◆ **Dataset entries**:
● ● ● ● ● ● ●

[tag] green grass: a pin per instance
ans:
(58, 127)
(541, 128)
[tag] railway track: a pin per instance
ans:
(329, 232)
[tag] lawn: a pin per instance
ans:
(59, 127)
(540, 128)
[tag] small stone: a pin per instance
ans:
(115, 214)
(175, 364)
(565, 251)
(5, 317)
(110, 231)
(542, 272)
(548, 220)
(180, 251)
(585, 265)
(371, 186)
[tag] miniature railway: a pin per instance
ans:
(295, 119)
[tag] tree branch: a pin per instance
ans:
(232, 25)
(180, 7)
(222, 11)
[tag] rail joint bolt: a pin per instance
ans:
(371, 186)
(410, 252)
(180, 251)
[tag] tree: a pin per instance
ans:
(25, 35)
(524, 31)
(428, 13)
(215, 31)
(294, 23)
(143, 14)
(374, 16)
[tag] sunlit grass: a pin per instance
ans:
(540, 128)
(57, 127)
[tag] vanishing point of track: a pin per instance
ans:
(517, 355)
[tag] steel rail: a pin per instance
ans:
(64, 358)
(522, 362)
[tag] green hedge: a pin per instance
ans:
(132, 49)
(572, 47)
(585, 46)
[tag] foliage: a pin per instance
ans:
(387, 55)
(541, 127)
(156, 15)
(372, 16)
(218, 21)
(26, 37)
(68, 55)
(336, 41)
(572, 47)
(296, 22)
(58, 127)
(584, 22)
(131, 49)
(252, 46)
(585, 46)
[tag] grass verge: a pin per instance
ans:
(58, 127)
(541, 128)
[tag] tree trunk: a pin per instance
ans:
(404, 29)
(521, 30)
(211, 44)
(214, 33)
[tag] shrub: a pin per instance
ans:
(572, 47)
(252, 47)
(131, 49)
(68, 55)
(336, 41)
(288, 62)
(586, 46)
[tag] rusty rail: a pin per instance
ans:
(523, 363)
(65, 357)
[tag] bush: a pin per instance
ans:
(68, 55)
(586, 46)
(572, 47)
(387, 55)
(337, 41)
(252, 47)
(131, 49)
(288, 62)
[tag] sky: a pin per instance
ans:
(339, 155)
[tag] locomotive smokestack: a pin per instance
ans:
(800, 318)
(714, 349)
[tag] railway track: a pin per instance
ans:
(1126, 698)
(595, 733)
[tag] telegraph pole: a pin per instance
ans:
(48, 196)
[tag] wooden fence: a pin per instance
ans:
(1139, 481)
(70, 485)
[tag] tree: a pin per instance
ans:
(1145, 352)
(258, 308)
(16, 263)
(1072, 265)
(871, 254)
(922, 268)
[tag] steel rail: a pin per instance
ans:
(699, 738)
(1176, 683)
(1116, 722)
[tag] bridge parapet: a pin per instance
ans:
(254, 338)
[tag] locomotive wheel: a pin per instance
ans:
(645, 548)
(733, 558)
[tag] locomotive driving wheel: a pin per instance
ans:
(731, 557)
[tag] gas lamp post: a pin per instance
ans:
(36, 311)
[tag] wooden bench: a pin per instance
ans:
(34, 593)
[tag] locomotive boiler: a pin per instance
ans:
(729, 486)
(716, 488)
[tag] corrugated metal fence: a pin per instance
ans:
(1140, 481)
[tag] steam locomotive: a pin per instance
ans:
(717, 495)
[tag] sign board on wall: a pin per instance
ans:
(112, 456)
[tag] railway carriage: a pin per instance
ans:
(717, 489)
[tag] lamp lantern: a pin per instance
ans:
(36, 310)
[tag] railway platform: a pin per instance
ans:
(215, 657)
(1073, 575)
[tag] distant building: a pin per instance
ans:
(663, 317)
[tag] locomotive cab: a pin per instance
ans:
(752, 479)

● ● ● ● ● ● ●

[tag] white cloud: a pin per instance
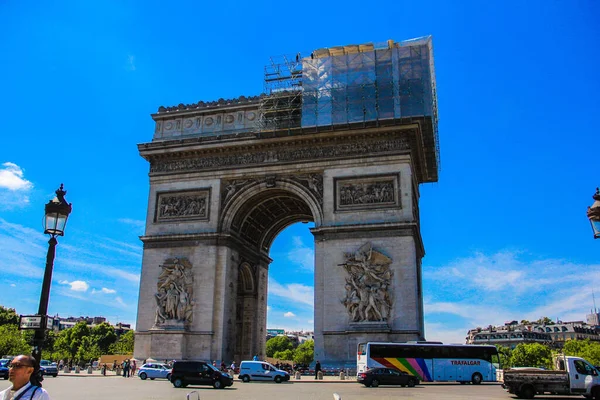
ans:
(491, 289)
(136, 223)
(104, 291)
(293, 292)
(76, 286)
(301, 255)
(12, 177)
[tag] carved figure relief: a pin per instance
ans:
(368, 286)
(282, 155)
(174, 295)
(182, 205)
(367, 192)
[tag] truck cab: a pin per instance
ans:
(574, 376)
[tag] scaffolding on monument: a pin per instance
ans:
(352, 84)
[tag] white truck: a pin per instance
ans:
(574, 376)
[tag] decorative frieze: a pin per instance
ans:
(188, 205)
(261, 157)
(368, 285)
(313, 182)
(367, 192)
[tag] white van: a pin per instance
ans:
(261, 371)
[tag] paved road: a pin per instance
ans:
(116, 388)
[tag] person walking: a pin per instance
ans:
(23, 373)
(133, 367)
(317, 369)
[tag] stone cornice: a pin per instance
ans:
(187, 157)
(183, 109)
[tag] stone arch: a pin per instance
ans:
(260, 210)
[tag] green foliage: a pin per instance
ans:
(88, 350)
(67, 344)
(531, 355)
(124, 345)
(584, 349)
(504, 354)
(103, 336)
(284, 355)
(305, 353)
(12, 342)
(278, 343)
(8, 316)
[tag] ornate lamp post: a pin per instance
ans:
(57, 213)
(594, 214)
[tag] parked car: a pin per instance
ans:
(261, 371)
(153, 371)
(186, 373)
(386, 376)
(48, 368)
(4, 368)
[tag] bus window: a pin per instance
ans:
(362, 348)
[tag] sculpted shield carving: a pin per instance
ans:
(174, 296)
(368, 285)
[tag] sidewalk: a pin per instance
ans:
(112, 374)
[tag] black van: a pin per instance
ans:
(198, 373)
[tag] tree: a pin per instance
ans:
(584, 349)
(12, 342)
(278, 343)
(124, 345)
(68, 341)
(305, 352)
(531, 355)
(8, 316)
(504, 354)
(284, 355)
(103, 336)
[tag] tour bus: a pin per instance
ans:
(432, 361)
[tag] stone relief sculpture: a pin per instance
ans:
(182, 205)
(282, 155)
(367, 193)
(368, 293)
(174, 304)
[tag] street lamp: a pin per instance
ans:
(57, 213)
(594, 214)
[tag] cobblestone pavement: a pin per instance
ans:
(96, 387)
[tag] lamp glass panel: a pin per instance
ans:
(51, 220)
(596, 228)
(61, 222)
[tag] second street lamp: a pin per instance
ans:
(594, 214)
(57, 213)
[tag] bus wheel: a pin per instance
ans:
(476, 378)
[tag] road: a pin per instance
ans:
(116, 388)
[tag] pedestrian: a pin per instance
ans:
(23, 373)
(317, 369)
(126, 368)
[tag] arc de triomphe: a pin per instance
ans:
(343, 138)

● ● ● ● ● ● ●

◆ **Exercise instructions**: Every line above from the line with "[tag] green grass: a pin per instance" to the line with "[tag] green hedge: a pin per instance", inclusive, must be returned exactly; no other line belongs in the reply.

◆ **Answer for the task**:
[tag] green grass: a pin per instance
ans:
(58, 127)
(541, 128)
[tag] railway track: a pin per instance
ans:
(329, 232)
[tag] lawn: a pin per instance
ans:
(59, 127)
(540, 128)
[tag] small stone: a pin per instance
ans:
(115, 214)
(175, 364)
(565, 251)
(5, 317)
(110, 231)
(542, 272)
(548, 220)
(180, 251)
(585, 265)
(371, 186)
[tag] miniature railway: a pin per instance
ans:
(295, 119)
[tag] tree branch: a pin per instance
ans:
(232, 25)
(180, 7)
(222, 11)
[tag] rail joint bolt: a pin per instance
ans:
(371, 186)
(410, 252)
(180, 251)
[tag] tree: a pin per instance
ans:
(25, 35)
(524, 31)
(428, 13)
(215, 31)
(294, 23)
(143, 14)
(374, 16)
[tag] sunlit grass: a pin per instance
ans:
(540, 128)
(57, 127)
[tag] vanishing point of track: a pin per instance
ans:
(517, 355)
[tag] steel rail: a pin per instance
ans:
(64, 358)
(522, 362)
[tag] green hedge: a pin per instance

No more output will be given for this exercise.